> _Quoted passage_
The Mellon Tri-College Forum will provide a wide variety of faculty development activities designed to "widen the dialogue" about and among faculty at liberal arts colleges. It will provide opportunities for faculty dialogue not only about intellectual and pedagogical topics, but also about issues of structure and governance at the three colleges. It will address more broadly the issue of faculty development at various stages of the life course. Interconnected themes of the Forum may include:

a. Making and modeling change that will sustain the liberal arts as an energetic and influential voice in contemporary education;

b. Support for lifelong faculty learning, both in traditional scholarly fields and in innovative, transformative, often interdisciplinary research, teaching, and curricular development;

c. Continuous renewal of the intellectual community and revitalization of the ideals we share;

d. Greater flexibility in the definition and balance of factors--teaching, scholarship, and service--that shape a faculty member's role;

e. Encourage faculty from the three Trico colleges to work together on projects of common interest.

> _Set exercise 1_
In the Mellon Tri-College Forum description, substitute "latitude" for "flexibility" and give the passage from "d. Greater flexibility" up to and including "of common interest.".
> _Set exercise 2_
Summarize the Mellon Tri-College Forum description in two sentences.
The data that follow have no connection to the Mellon Tri-College Forum description.

> _Data_
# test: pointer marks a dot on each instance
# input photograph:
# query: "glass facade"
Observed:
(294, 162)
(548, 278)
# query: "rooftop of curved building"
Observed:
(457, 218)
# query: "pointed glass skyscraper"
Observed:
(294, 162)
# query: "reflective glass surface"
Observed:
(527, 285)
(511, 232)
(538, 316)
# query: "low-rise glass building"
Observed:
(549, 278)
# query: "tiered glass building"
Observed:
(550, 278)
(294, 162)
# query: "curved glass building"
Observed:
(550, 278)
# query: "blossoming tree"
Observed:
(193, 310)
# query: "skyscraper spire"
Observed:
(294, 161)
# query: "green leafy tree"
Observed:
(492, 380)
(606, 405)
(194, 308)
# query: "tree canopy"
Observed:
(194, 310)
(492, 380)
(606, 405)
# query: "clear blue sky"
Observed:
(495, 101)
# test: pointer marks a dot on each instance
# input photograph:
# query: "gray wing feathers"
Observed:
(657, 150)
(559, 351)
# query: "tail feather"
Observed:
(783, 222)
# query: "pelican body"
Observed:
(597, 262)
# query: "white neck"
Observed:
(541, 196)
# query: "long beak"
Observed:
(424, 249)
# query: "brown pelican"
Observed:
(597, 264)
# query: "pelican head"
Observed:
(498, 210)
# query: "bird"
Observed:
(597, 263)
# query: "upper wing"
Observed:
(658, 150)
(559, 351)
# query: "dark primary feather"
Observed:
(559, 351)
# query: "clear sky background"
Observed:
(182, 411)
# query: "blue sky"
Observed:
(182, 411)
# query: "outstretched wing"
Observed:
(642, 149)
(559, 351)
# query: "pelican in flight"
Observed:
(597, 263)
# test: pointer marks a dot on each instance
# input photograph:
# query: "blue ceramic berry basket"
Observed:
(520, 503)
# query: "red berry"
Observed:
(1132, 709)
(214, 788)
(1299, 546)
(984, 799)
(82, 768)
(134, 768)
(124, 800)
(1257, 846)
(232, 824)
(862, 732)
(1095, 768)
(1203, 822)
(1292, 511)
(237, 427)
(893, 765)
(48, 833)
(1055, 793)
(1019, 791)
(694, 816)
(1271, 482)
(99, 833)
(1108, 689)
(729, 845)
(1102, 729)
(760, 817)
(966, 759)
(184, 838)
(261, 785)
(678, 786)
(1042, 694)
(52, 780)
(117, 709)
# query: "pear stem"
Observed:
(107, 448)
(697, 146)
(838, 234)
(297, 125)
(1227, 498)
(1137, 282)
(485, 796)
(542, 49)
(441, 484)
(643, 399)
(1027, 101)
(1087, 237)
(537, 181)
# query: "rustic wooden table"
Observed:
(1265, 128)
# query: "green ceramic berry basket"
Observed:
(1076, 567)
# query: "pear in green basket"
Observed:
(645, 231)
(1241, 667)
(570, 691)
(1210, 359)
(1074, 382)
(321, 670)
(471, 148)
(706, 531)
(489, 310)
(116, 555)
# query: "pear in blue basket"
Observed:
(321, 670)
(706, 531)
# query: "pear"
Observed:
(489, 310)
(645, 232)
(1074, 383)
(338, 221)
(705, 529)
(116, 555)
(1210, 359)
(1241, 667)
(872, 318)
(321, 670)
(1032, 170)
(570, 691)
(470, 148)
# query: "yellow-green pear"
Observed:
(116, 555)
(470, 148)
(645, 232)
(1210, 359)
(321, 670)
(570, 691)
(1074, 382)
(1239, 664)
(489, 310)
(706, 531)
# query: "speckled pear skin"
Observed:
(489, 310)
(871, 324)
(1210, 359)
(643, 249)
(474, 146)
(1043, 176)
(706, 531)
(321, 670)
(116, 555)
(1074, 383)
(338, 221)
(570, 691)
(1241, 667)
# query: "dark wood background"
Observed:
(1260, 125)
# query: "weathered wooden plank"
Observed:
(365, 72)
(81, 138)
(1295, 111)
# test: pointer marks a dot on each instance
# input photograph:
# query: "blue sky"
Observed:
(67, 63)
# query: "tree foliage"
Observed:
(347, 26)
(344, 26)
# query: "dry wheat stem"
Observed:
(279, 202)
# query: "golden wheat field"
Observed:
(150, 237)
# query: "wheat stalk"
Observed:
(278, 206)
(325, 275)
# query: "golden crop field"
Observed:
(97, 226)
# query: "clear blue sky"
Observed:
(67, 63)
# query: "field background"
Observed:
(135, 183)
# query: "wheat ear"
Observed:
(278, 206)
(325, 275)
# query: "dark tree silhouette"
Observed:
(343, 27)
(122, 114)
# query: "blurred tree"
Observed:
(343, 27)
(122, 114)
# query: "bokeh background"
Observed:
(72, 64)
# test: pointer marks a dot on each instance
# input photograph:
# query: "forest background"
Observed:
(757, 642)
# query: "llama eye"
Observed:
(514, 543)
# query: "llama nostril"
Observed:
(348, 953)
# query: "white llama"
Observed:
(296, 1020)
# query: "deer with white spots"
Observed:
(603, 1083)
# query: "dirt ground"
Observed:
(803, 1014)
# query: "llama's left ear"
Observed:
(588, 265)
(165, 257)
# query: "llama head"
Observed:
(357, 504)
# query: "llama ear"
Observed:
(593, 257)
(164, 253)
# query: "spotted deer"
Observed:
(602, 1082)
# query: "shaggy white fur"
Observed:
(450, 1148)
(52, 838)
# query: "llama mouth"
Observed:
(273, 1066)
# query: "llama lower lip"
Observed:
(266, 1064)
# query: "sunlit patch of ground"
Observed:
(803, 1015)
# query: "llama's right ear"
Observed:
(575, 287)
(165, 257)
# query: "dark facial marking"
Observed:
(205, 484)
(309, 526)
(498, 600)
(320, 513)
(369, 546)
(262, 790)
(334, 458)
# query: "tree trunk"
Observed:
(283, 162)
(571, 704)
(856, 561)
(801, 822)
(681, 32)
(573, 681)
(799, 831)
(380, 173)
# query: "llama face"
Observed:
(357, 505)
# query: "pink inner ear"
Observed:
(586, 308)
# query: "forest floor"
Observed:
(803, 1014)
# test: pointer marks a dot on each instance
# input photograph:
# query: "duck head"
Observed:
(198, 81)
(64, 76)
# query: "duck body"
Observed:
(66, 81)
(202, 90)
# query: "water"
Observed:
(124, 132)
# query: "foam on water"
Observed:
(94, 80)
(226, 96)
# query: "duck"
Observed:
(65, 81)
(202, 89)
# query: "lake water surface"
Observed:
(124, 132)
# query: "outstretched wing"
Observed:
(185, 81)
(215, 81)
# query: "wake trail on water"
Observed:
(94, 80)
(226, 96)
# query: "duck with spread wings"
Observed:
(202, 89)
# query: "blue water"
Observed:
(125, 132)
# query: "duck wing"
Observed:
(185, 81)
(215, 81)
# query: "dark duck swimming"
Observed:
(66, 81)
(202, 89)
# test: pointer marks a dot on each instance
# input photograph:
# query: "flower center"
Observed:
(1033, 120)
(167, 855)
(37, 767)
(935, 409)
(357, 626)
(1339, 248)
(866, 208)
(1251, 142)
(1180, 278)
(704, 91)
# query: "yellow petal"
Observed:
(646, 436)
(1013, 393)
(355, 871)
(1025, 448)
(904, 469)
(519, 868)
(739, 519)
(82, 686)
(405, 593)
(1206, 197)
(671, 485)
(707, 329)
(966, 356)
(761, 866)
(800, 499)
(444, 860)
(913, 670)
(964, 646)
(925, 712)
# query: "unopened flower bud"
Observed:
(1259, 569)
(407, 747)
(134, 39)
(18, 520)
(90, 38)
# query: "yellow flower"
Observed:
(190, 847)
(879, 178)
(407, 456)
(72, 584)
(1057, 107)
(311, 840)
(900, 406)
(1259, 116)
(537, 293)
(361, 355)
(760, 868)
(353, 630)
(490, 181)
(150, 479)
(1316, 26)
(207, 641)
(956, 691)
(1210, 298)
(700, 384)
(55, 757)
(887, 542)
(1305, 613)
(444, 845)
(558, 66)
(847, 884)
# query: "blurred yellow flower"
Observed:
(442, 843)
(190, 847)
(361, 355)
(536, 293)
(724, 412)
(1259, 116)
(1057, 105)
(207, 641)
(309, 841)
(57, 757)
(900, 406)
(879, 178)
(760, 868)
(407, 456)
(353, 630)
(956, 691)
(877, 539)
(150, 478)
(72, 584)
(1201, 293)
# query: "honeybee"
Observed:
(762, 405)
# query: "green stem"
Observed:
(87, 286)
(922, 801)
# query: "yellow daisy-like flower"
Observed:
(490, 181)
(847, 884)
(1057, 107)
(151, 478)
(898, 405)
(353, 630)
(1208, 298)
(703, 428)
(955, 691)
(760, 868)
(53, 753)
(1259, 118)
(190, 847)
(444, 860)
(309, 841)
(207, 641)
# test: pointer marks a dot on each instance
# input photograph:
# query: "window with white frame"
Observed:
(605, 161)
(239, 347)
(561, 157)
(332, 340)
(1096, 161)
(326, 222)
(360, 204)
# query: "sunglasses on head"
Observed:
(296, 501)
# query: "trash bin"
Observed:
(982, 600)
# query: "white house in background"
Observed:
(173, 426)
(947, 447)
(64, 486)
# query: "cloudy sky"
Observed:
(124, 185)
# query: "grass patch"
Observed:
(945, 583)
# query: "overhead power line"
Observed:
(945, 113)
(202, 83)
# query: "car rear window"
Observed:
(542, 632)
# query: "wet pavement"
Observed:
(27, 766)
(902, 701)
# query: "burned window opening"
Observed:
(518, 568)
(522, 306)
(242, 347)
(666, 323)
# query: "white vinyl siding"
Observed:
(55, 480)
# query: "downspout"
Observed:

> _Task response 1_
d. Greater latitude in the definition and balance of factors--teaching, scholarship, and service--that shape a faculty member's role;

e. Encourage faculty from the three Trico colleges to work together on projects of common interest.

> _Task response 2_
The Mellon Tri-College Forum will offer a wide range of faculty development activities meant to "widen the dialogue" about and among faculty at liberal arts colleges, covering intellectual and pedagogical topics as well as structure and governance at the three colleges. Its possible themes include sustaining the liberal arts, supporting lifelong faculty learning, renewing the intellectual community, making the faculty role more flexible, and encouraging faculty from the three Trico colleges to work together on projects of common interest.